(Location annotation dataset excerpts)
:::
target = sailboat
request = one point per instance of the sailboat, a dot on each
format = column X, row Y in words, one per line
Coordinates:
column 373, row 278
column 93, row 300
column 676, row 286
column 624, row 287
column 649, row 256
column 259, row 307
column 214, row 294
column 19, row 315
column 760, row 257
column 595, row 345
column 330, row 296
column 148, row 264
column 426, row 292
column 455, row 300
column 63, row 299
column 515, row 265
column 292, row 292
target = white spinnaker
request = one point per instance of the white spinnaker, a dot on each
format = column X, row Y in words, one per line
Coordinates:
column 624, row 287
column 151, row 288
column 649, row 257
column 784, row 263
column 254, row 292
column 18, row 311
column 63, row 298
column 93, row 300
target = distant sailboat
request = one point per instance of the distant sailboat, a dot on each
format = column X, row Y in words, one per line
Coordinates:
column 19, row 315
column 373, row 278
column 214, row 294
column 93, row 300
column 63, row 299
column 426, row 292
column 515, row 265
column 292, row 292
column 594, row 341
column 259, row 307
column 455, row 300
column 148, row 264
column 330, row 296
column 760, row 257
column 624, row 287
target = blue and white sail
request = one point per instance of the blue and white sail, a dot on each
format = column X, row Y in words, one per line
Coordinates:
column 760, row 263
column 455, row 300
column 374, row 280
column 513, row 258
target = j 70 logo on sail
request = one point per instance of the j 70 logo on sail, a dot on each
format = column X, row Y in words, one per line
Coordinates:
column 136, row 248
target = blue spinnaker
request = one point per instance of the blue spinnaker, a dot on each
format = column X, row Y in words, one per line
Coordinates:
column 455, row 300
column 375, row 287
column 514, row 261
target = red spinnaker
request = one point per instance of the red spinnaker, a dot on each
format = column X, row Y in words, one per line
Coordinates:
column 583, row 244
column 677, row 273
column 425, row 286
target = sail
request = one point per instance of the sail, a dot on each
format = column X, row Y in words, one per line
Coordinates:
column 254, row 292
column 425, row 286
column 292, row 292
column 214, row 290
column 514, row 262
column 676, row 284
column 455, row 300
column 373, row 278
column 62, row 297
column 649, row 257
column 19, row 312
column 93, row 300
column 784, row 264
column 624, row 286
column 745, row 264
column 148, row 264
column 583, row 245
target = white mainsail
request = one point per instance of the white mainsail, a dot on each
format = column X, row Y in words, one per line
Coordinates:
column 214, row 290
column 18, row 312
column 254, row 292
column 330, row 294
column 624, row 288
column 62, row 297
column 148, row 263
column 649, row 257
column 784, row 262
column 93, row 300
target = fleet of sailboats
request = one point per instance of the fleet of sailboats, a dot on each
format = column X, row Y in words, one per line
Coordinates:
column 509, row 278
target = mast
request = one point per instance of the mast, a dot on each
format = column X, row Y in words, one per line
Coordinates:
:::
WRITTEN PROBLEM:
Each line of the material above must be retyped precisely.

EXERCISE SOLUTION:
target = sailboat
request = one point per instance of the sailboat, a dot on each
format = column X, row Y in words, one per line
Coordinates:
column 373, row 278
column 93, row 300
column 676, row 286
column 624, row 287
column 649, row 256
column 259, row 307
column 214, row 294
column 19, row 315
column 760, row 257
column 595, row 345
column 330, row 296
column 148, row 264
column 426, row 292
column 455, row 300
column 63, row 299
column 515, row 265
column 292, row 292
target = white spinnaker
request = one point per instance of the white spinnaker, a dot on each
format = column X, row Y in words, one per line
Coordinates:
column 624, row 287
column 151, row 288
column 649, row 257
column 784, row 263
column 254, row 292
column 18, row 311
column 63, row 298
column 93, row 300
target = distant sailboat
request = one point per instance of the distant sailboat, a dot on each
format = column X, row Y in words, one per line
Coordinates:
column 19, row 315
column 373, row 278
column 214, row 294
column 93, row 300
column 63, row 299
column 426, row 292
column 515, row 265
column 292, row 292
column 594, row 341
column 259, row 307
column 455, row 300
column 148, row 264
column 330, row 296
column 760, row 257
column 624, row 287
target = blue and white sail
request = one point per instance of the blue and white sail, a dot on each
format = column X, row Y in words, one per line
Coordinates:
column 760, row 263
column 455, row 300
column 374, row 280
column 513, row 258
target = j 70 logo on sail
request = one point per instance of the j 70 logo on sail, a dot on each
format = column X, row Y in words, one per line
Coordinates:
column 136, row 248
target = blue spinnaker
request = one point per instance of the blue spinnaker, a dot on each
format = column X, row Y in words, one per line
Coordinates:
column 455, row 300
column 375, row 287
column 514, row 261
target = red spinnaker
request = one point per instance of the red spinnaker, a dot on each
format = column X, row Y in words, one per line
Coordinates:
column 583, row 244
column 677, row 273
column 425, row 286
target = sail
request = one point per instance of the sail, a dot on each
format = column X, row Y in words, one per line
Coordinates:
column 254, row 292
column 425, row 286
column 292, row 292
column 214, row 290
column 514, row 262
column 676, row 284
column 455, row 300
column 373, row 278
column 62, row 297
column 649, row 257
column 19, row 312
column 93, row 300
column 784, row 264
column 624, row 286
column 745, row 264
column 148, row 264
column 583, row 245
target = white mainsail
request = one point per instance of the white mainsail, a dot on each
format = column X, row Y in words, one per line
Coordinates:
column 214, row 290
column 18, row 312
column 254, row 292
column 330, row 294
column 624, row 288
column 62, row 297
column 148, row 263
column 649, row 257
column 784, row 262
column 93, row 300
target = fleet of sailboats
request = one point per instance of the fleet of sailboats, a dot on each
format = column X, row Y in words, one per line
Coordinates:
column 509, row 278
target = mast
request = one point per instance of the mast, a dot on each
format = column X, row Y in words, one per line
Coordinates:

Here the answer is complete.